▸ Document text
In 2019 B.C. (before corona), people continued to enjoy many personal preferences. Some even felt free. Homes gradually became never-off workplaces. We lived inside the surveillance incarceration of picturesque gated communities resembling Carrera painted in off-white on a postcard from Port of Spain. In the future that is now under hasty construction, we have gone back to the future we were once building. Now every dreaded trend is poised for quickening across new frontiers from biotechnology to banking. Today, against a harrowing backdrop of mass death, the prospect is rebranded on the dubious promise that contact-less control is the only way to pandemic-proof our lives. Humans are biohazards — machines are not. Welcome to the darkness.

We have arrived at the Black Mirror version of a no-touch society. It was never an obscure dystopian prospect. SARS-CoV-2 simply delivered the drivers to build it faster. This is the world we made. Say your prayers because we might not make it to church tonight. A new coherent pandemic shock doctrine swirls in the smoke above a world that is disappearing. Our secrets follow us like hounds in the dark. We can’t outrun them. Everything is twisted — there is no resisting. Before SARS-CoV-2, a novel model of human-less contact-less technology was already berthing a new beginning.

But an aria of anxiety delayed our app-fuelled future. We were troubled about cash-free commerce eroding privacy. About embedding ethnic and gender discrimination. About unprincipled social media poisoning our information ecology. About the ceaseless controversy surrounding Alphabet’s Sidewalk Labs smart city prototype in Toronto. About autonomous vehicles. About cities sprinkled with a confetti of sensors reducing local government to a relic. About students receiving exam results based on algorithms that have inbuilt preconceptions about the poor who attend underperforming schools. About the inequity of online classrooms. About delivery drone collisions.

We have no choice now. We must now swallow the pill that pretends to save lives. This future must now be rushed into being. But the bodies that pile up gaze backwards at the months of social distancing and see only the throbbing price they paid to be part of a living laboratory for a permanent — no-touch future. No one can stand in the way — it’s a nightmare even in the day. Today, most things are not impossible, and more strange things will materialize. The West may despise the orient but it is sure to copycat China’s orientation to citizen surveillance and privacy deprivation. China’s relatively lax regulatory infrastructure and its bottomless yearning for surveillance have caused it to bolt ahead in its use of artificial intelligence (AI) for facial recognition and contactless cashless commerce.

The ins and outs of China’s convolutions are numberless, stretching from the sheer volume of online shoppers to the lack of legacy banking systems which has allowed it to leapfrog over cash and credit cards and unleash a huge e-commerce and digital services market. Technology corporations in China nimbly scale regulatory barriers while Western firms are mired in bureaucracy. In the midst of the coronavirus carnage, and the fear about the future it has brought forward, western technology behemoths embrace the virus as the chance to sweep out every inconvenient democratic public engagement. Now they can match their oriental challengers, who have the luxury of functioning without intrusions. China suffers from no fake democratic delusion.

[Photo-based referring-expression data]
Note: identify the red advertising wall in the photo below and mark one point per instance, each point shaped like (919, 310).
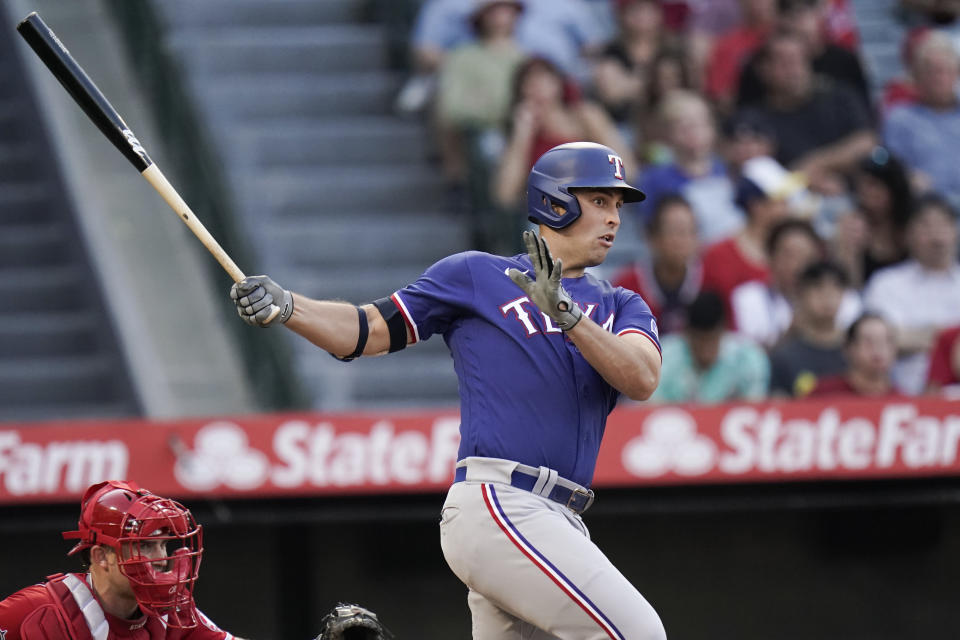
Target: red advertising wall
(305, 454)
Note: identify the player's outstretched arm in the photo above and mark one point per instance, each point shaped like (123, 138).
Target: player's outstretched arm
(341, 328)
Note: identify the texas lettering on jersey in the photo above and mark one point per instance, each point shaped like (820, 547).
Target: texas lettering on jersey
(519, 309)
(504, 349)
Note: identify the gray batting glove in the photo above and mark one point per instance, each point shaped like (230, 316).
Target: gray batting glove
(546, 291)
(261, 302)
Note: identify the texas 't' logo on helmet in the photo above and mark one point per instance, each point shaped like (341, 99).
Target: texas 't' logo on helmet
(617, 163)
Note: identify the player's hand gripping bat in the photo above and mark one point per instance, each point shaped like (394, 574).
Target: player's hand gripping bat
(86, 94)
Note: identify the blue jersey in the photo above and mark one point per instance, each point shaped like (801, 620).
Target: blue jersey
(526, 392)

▸ Your tasks
A) In the essay on the no-touch future, whose smart city prototype in Toronto drew ceaseless controversy?
B) Write a continuation of the essay on the no-touch future, starting after its final sentence.

▸ Solved problems
A) Alphabet's Sidewalk Labs.

B)
Ultimately, ‘Next’ will be ‘Made in China.’ By 2030, the US will be up against a China that has a bigger economy, more research and development investments, richer research, wider deployment of technologies and stronger computing infrastructure. All of this, as empires of dirt drained of resources and derailed by an inglorious imperialism experience a bundle of hurdles to recovery.

For the opulent, next is a future where everything is delivered on screen via streaming and cloud technology, or drone delivered and then screen shared on a mediated platform. It’s a future that hires teachers trained to enact a nonlinear curriculum-matrix, not transmit the linear logic of chapters from a text or the sequence of the syllabus catalogue. It is a future that operates on a skeletal mass transit system. It’s a future that is held together by workers in data centres, content moderation mills, warehouses, electronic sweatshops and lithium mines in Bolivia. It’s a future in which to better serve you, Alexa listens quietly to your preferences.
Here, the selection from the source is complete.